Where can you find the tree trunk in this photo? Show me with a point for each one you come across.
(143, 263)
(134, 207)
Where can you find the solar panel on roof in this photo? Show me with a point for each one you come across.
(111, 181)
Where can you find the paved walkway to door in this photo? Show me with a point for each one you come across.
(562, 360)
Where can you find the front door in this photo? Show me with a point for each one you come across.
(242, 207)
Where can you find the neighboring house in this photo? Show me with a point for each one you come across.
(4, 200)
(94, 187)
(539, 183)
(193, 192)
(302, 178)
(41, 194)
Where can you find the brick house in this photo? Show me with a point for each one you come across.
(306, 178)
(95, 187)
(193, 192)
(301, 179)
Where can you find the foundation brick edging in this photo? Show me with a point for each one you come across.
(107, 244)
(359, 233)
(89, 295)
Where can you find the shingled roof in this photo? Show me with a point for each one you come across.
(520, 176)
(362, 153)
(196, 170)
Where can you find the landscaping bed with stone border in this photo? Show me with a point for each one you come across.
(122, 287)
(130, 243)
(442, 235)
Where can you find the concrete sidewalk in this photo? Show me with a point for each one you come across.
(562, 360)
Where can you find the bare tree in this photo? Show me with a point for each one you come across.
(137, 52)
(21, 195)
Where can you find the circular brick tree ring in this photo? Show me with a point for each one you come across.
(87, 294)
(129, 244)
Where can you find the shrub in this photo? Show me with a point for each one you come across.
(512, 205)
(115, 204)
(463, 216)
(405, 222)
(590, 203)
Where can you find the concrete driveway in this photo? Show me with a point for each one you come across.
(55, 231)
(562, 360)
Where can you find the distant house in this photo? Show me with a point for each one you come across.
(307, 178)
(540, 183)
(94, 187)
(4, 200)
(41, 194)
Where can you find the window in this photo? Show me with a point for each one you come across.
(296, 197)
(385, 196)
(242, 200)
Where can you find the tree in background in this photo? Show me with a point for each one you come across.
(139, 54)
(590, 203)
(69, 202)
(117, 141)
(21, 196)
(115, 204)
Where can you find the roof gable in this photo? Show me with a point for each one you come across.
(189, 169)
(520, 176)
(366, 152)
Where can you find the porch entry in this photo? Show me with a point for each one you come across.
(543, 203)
##########
*Activity*:
Your reply must contain each entry, reproduced exactly.

*Output for this task*:
Where can you find the tree trunk in this photo? Show me with a point for each one you come across.
(143, 263)
(134, 207)
Where can you find the solar panel on roof in this photo? Show me with a point for each one you come across.
(111, 181)
Where can you find the paved walkway to door in this photo? Show me with a point for each one you come across.
(562, 360)
Where can you find the front door in this photo? Show me with a point for each one you come across.
(242, 207)
Where can you find the neighboring house in this photo? Show me with a point for each one you come across.
(4, 200)
(94, 187)
(539, 183)
(193, 192)
(302, 178)
(41, 194)
Where can you find the brick house in this photo? Show me with a point for each one you come across.
(306, 178)
(95, 187)
(193, 192)
(301, 179)
Where can you find the foundation brick edging in this photo? Show me with a point for each one you come across.
(107, 244)
(359, 233)
(89, 295)
Where can you find the shingled roof in this photo? Show me with a point for each one you come across.
(520, 176)
(362, 153)
(196, 170)
Where can you find the landscaping bed with stone border in this photo? Show me with a point for each one you come across.
(122, 287)
(130, 243)
(442, 235)
Where can you find the concrete sidewalk in this photo? Show me with a point for each one you come across.
(562, 360)
Where can you find the bare tree in this photo? Show me with a point for each one you come across.
(137, 52)
(21, 195)
Where can you find the circular brick tree ring in this photo? Show me with a point for each one you come across.
(87, 294)
(129, 244)
Where can you find the shrub in this photo? Show me with a point for each one you come across.
(512, 205)
(115, 204)
(463, 216)
(405, 222)
(590, 203)
Where can you find the concrete driveway in this photo? Show me with a point for each one you come across.
(55, 231)
(562, 360)
Where can you find the distant house in this photo? Show me with a point for each one you come across.
(307, 178)
(540, 183)
(94, 187)
(4, 200)
(41, 194)
Where can you find the window in this photo? Show me with a point for each one you come across.
(296, 197)
(385, 196)
(242, 200)
Where can you find the tree in background in this photo? Show me with a point for each one you come across.
(139, 54)
(590, 203)
(69, 202)
(117, 141)
(21, 196)
(115, 204)
Where can you find the roof gable in this photo? Show me with a point for each one you come across.
(189, 169)
(520, 176)
(366, 152)
Where can you find the porch entry in this photo? Show me with a point for each one you come across.
(543, 203)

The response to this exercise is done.